WHAT TO PRODUCE — Return the listing below in full, with every line exactly as it is.

○ ○ ○ ○ ○

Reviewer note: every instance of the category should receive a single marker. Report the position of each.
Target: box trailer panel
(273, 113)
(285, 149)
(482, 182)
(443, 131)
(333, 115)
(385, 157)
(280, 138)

○ ○ ○ ○ ○

TASK OUTPUT —
Reviewer note: every instance of the category should receive a single marker. Report the position of each.
Target: box trailer panel
(273, 113)
(285, 149)
(482, 182)
(443, 131)
(333, 115)
(385, 157)
(280, 138)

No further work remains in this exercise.